• Problem details: Please copy out everything in the data below, from the line containing "Segment every instance of the peace" down to the line containing "689), (835, 635)]", including both of those lines, with every character unchanged.

• Information given:
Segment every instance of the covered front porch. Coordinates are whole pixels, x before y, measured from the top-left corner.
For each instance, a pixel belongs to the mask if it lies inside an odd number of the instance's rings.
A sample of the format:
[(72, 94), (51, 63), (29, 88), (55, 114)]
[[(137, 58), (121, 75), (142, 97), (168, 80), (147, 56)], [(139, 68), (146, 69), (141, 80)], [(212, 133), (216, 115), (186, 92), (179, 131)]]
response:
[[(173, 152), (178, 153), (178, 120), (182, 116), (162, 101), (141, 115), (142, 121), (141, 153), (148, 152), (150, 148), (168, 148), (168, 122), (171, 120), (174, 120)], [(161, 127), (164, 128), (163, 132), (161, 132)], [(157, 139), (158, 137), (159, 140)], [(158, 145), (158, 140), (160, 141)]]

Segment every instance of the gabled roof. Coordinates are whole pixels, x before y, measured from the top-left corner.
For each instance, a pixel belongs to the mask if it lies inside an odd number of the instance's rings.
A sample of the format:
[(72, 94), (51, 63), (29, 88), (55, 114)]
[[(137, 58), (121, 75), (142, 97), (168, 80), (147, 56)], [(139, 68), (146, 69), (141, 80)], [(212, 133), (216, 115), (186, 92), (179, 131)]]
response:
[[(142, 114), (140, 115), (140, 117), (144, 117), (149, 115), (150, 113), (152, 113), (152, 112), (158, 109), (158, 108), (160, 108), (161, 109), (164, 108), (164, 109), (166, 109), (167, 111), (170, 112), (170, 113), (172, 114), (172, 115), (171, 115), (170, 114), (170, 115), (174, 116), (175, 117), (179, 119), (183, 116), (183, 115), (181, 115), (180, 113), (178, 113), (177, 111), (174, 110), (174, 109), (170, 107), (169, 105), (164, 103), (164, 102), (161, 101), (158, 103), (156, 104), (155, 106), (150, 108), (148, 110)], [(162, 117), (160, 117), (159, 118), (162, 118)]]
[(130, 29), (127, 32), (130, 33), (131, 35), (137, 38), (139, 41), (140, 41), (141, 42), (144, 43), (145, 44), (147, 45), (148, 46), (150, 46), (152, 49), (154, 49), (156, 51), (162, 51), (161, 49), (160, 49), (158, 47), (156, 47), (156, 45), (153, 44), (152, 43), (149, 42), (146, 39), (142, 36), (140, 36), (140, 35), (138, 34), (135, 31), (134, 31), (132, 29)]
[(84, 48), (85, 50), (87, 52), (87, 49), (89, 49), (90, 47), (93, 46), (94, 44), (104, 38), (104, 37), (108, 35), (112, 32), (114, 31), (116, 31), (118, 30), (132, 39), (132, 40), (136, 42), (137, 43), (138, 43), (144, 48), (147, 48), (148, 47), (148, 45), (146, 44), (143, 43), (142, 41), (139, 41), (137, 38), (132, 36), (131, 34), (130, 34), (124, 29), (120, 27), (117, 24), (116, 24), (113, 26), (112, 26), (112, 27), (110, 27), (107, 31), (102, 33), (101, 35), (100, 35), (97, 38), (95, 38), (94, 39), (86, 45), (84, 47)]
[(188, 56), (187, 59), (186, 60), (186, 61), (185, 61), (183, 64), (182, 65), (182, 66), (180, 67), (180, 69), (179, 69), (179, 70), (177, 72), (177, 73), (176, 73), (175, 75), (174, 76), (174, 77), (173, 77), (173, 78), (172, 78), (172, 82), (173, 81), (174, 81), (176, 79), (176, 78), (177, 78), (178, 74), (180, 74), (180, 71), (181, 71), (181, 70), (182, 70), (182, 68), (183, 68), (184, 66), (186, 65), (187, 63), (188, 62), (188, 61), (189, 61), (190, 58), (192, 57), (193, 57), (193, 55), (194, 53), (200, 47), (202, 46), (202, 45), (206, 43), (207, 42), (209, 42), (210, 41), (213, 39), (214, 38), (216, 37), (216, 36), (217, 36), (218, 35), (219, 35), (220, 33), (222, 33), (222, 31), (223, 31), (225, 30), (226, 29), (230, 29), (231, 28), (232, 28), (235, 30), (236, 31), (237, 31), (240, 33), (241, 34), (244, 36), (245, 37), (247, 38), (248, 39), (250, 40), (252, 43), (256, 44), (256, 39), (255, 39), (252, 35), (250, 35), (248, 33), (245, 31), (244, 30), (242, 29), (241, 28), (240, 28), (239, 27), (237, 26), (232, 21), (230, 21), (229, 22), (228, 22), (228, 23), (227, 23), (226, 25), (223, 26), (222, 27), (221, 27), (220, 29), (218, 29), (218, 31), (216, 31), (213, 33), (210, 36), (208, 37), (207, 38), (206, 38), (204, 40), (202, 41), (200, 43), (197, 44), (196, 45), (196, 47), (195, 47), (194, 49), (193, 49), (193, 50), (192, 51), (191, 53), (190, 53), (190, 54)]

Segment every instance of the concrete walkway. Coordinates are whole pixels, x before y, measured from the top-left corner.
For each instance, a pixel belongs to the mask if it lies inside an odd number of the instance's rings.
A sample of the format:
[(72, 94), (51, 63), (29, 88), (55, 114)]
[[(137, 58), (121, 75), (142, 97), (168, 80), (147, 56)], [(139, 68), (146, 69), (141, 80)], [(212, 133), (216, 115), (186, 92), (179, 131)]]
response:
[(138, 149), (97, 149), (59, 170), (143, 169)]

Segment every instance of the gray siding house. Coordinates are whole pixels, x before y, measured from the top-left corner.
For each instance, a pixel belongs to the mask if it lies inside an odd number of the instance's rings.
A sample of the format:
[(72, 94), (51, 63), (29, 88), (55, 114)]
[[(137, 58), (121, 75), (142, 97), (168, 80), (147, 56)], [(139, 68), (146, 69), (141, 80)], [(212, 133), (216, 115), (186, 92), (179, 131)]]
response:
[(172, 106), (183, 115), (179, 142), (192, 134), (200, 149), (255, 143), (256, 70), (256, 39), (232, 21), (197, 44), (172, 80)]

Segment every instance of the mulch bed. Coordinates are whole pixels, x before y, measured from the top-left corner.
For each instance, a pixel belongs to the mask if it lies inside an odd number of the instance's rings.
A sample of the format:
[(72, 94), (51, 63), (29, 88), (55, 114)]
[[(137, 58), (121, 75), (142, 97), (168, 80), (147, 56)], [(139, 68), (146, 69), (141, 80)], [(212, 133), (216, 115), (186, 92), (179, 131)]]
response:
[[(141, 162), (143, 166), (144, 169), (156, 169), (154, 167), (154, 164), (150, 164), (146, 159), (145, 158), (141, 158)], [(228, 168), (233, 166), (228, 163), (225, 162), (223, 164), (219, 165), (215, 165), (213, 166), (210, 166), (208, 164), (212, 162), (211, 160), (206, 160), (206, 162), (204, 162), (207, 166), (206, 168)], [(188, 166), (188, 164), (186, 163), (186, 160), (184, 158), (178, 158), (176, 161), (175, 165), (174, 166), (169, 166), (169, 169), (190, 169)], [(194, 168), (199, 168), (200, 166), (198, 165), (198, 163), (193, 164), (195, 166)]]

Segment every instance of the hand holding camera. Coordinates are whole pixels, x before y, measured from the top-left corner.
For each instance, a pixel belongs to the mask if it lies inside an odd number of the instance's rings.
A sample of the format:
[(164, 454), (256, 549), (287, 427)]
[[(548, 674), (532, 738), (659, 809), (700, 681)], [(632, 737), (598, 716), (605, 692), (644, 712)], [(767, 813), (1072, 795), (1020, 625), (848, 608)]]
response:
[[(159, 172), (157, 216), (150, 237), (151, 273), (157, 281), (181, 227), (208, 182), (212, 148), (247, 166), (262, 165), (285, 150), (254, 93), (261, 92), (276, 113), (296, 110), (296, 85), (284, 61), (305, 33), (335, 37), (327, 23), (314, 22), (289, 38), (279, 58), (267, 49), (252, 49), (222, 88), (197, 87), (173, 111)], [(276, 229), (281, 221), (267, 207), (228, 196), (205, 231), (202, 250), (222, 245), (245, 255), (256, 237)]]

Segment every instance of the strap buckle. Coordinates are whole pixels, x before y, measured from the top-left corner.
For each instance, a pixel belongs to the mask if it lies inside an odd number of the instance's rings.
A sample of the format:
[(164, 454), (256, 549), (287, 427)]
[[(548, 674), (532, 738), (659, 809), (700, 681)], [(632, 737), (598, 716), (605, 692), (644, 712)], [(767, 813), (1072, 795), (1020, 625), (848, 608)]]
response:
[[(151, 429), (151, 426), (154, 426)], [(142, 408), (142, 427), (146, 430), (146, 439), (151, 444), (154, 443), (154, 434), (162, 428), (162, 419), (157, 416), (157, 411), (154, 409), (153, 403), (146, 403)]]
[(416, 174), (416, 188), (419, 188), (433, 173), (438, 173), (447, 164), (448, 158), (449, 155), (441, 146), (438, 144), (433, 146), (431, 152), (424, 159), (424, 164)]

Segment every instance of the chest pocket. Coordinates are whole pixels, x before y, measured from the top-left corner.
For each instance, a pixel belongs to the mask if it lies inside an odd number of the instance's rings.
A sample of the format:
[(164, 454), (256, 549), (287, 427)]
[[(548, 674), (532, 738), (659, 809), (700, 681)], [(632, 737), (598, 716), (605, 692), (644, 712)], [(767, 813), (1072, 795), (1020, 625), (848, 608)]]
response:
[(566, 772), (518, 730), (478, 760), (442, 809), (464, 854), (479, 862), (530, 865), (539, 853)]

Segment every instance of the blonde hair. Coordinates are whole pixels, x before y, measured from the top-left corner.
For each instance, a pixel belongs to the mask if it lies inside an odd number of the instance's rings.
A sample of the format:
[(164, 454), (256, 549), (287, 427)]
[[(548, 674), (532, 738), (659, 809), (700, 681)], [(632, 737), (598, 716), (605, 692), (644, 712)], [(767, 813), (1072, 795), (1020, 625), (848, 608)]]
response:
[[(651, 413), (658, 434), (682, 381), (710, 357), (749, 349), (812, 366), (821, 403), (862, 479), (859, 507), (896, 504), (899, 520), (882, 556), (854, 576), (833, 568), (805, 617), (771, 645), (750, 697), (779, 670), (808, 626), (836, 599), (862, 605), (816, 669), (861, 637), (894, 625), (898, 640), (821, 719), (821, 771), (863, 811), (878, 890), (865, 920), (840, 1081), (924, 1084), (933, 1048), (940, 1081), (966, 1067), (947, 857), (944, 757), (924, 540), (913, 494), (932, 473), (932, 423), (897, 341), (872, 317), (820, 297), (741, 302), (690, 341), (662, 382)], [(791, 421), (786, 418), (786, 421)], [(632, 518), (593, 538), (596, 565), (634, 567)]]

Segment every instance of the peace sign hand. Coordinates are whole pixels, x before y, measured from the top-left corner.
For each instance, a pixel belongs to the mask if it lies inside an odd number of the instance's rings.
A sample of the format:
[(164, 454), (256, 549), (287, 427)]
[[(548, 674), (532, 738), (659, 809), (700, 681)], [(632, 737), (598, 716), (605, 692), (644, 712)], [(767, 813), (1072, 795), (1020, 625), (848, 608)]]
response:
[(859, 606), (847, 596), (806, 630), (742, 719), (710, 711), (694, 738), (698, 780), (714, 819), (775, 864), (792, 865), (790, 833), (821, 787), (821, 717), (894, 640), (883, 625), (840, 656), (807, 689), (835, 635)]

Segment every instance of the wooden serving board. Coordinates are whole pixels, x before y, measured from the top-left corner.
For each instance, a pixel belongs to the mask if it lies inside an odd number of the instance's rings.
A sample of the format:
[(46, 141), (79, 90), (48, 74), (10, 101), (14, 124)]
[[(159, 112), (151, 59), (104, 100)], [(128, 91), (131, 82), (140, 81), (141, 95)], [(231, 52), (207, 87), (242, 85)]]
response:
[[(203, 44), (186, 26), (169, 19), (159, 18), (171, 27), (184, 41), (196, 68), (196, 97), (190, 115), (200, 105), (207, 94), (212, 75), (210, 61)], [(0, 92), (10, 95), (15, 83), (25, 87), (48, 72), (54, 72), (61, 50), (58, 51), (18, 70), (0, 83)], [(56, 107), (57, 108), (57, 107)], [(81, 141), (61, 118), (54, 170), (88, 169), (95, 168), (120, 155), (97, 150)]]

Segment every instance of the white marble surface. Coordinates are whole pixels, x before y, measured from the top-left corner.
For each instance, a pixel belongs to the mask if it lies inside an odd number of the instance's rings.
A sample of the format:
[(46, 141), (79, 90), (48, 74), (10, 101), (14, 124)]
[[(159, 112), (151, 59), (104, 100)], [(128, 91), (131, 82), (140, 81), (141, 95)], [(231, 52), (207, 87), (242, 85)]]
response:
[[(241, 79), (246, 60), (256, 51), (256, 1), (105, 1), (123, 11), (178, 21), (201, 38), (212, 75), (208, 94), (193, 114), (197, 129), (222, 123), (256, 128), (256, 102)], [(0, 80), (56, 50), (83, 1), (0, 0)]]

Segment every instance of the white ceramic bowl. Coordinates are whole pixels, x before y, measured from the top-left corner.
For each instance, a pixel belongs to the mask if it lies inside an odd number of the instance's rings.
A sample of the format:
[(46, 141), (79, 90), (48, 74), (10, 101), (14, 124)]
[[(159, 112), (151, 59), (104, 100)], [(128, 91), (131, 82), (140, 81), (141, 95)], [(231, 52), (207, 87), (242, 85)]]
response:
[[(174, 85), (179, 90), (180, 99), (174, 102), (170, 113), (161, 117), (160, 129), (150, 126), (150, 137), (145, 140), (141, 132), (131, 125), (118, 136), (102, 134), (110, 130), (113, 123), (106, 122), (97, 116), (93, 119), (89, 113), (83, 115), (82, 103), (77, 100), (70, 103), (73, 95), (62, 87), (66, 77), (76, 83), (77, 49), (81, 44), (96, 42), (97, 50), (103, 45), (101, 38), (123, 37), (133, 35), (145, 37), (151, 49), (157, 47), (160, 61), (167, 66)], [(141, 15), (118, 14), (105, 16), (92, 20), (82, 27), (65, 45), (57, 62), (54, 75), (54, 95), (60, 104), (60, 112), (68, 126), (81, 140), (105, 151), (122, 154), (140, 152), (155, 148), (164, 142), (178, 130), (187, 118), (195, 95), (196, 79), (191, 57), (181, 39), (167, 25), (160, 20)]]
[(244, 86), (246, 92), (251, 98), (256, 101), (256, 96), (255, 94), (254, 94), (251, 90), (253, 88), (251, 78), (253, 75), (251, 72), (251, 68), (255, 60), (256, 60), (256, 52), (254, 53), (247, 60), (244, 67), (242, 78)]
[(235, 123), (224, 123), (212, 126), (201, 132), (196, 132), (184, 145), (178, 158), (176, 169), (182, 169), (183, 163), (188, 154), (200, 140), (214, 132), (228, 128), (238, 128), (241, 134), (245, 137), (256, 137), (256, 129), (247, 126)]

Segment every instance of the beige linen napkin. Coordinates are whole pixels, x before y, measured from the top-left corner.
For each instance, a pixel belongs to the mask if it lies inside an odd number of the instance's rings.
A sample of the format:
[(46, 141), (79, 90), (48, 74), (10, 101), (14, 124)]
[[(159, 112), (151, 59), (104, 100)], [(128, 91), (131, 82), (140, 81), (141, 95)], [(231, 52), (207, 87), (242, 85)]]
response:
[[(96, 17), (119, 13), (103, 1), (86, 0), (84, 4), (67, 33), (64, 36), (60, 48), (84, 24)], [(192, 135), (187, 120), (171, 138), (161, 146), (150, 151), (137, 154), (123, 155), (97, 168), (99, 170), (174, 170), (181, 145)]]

• Right answer:
Segment every instance of the peace sign hand. Coordinates are whole pixels, x before y, measured from the top-left corner.
For each instance, a pixel belongs to the mask if it lies inside an odd number of the instance's rings.
A sample of the format:
[(164, 454), (256, 549), (287, 427)]
[[(548, 674), (532, 738), (659, 809), (700, 681)], [(632, 737), (598, 716), (605, 692), (644, 712)], [(767, 813), (1072, 795), (1020, 625), (848, 608)]]
response:
[(859, 606), (847, 596), (806, 630), (742, 719), (710, 711), (694, 738), (698, 780), (714, 819), (775, 864), (792, 865), (790, 833), (821, 787), (821, 717), (894, 640), (883, 625), (840, 656), (807, 689), (835, 635)]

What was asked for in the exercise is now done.